**What to work on:**
Everything in the records except the pictures needs to be printed again exactly.

[Input material — start]

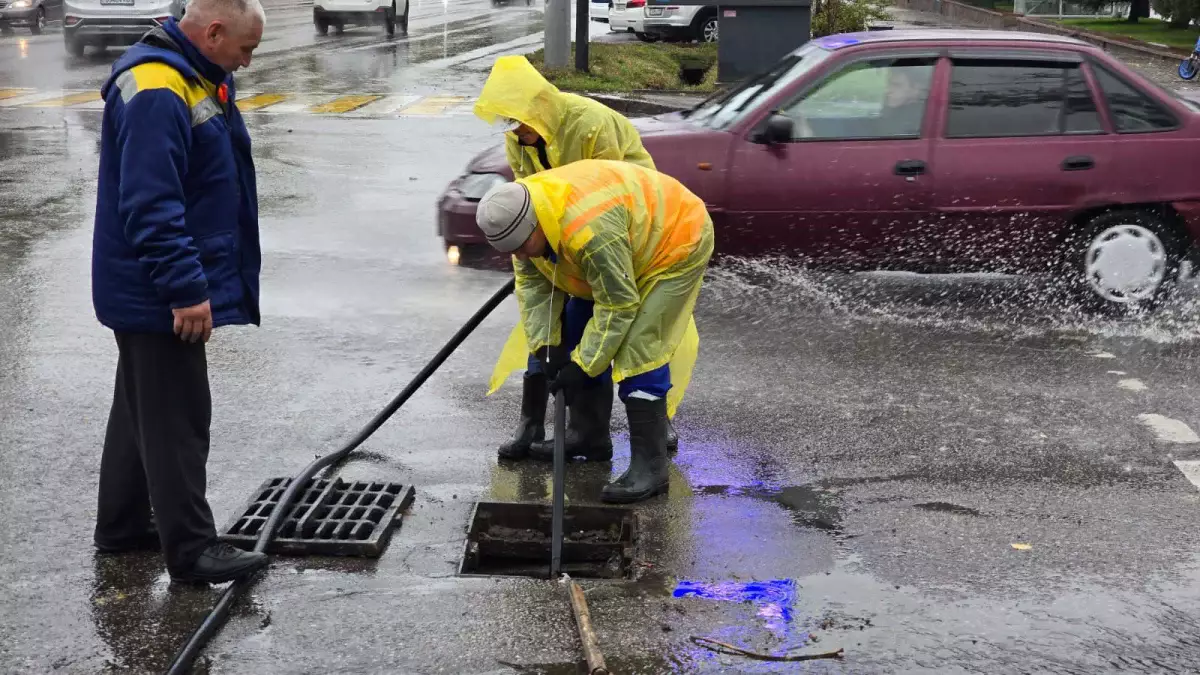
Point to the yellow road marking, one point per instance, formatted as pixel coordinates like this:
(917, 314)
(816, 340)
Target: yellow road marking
(345, 103)
(261, 101)
(433, 105)
(71, 100)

[Input material — finish]

**Solution to this problem:**
Point to the yellow road marking, one point per instance, formatted as pixel coordinates like this:
(917, 314)
(816, 340)
Target: yellow road marking
(345, 103)
(261, 101)
(433, 105)
(71, 100)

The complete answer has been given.